**The exercise**
Substitute "disk" for "circle" throughout the entries below, leaving everything else unchanged. Omit the pictures from your answer.

(Point placement records)
>>>
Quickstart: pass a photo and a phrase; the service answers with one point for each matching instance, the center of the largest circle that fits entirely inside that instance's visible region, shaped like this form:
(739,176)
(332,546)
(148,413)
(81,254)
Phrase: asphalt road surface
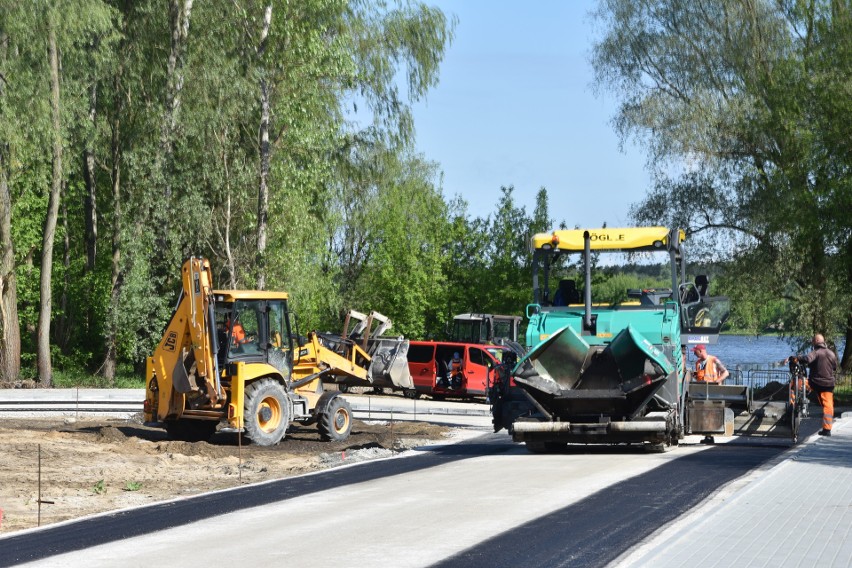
<<<
**Task solution**
Quickstart: pass a photo and a phrase; the service answers with one point for each matching instance, the center of the largest disk that fits entirely inside that instance's visible region, shaped like this form:
(739,176)
(332,546)
(148,413)
(81,254)
Phrase: asphalt road surface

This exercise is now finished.